• [WORK REQUEST] Transcribe the Peanut Genomics Initiative text word for word, starting at "Accomplishments of the" and continuing up to and including "on that investment.".

Peanut Genomics Initiative - Phase II, 2019-2022

genomicsWe intend to continue our focus on marker assisted selection technologies that improve and speed the peanut breeding process and will not invest in GMO research at this time.  We do see amazing potential in the recent advances in gene editing.  While the USDA has ruled that gene editing does not result in a GMO, the European Union recently ruled that gene editing is a GMO technique.  

February 7, 2019


Mission of the Foundation

The Peanut Foundation is the research-funding arm of the American Peanut Council.  Its mission is to assume a leadership role in promoting, coordinating and funding an organized research and education plan that results in a more resilient and competitive U.S. peanut industry.  We are the only funder of peanut production and processing research that represents the entire industry.  Our board of directors represents the diversity of the industry including growers, shellers, manufacturers and allied industries.  In addition to financially supporting relevant research, we also interact with government and university research institutions as well as other peanut organizations to communicate research needs and leverage additional funding opportunities.  The Peanut Foundation focuses on production and processing research and should not be confused with The Peanut Institute which focuses on human nutrition research, although there may be areas of overlapping interests.  The Peanut Foundation operates solely off contributions from the peanut industry. 

Accomplishments of the Peanut Genome Initiative (Phase I, 2012-2017)

The U.S. peanut industry invested considerable time and money in the now completed Phase I - Peanut Genome Initiative (PGI-Phase I) and is poised to capitalize on that investment.

• [SUPPLIED INFORMATION]
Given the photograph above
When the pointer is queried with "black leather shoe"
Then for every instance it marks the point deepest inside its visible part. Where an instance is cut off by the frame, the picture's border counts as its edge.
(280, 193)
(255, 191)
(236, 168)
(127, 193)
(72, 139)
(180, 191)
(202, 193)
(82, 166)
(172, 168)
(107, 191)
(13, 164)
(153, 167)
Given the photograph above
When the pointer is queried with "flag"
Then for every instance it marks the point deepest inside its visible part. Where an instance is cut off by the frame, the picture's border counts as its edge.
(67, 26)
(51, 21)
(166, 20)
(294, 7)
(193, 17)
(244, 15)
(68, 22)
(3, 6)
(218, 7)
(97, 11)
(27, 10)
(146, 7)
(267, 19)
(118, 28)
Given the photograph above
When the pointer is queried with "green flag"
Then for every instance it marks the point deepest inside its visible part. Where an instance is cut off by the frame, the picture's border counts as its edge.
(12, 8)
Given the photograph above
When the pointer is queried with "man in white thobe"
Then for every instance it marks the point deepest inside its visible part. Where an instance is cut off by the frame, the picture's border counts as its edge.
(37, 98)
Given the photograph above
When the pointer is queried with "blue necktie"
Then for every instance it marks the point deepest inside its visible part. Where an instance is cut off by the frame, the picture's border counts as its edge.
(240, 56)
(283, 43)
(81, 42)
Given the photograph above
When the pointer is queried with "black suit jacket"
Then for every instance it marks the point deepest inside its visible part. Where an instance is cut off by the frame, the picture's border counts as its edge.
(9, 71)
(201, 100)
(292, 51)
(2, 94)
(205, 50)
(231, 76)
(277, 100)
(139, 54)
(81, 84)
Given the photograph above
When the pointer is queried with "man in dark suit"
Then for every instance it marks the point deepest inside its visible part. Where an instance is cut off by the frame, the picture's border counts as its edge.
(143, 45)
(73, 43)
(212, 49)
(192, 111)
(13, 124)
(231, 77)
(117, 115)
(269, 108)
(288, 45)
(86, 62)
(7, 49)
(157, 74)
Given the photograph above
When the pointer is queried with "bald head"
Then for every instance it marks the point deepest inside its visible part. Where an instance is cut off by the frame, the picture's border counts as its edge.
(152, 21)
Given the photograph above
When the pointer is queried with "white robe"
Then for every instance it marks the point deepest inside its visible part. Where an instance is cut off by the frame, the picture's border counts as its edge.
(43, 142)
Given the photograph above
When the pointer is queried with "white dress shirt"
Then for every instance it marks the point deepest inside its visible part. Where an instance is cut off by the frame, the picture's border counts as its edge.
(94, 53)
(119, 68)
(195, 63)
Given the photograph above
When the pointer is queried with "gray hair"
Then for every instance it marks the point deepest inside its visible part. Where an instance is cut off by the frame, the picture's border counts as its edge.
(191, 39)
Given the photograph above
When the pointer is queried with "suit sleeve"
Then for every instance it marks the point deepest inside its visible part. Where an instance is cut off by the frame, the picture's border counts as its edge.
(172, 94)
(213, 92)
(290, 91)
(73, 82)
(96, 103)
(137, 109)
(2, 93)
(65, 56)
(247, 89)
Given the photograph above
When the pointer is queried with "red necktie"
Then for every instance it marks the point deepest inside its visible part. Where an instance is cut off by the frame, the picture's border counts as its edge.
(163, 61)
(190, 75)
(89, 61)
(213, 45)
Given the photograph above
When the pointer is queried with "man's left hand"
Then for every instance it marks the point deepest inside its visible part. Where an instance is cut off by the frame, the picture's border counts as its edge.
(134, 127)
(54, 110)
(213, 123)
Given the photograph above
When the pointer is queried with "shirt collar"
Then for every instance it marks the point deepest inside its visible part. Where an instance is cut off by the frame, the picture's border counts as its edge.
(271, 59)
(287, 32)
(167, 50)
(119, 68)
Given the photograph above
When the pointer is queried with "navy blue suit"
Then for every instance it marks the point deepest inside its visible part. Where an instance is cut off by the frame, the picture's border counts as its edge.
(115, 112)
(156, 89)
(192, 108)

• [SOLUTION]
Accomplishments of the Peanut Genome Initiative (Phase I, 2012-2017)

The U.S. peanut industry invested considerable time and money in the now completed Phase I - Peanut Genome Initiative (PGI-Phase I) and is poised to capitalize on that investment.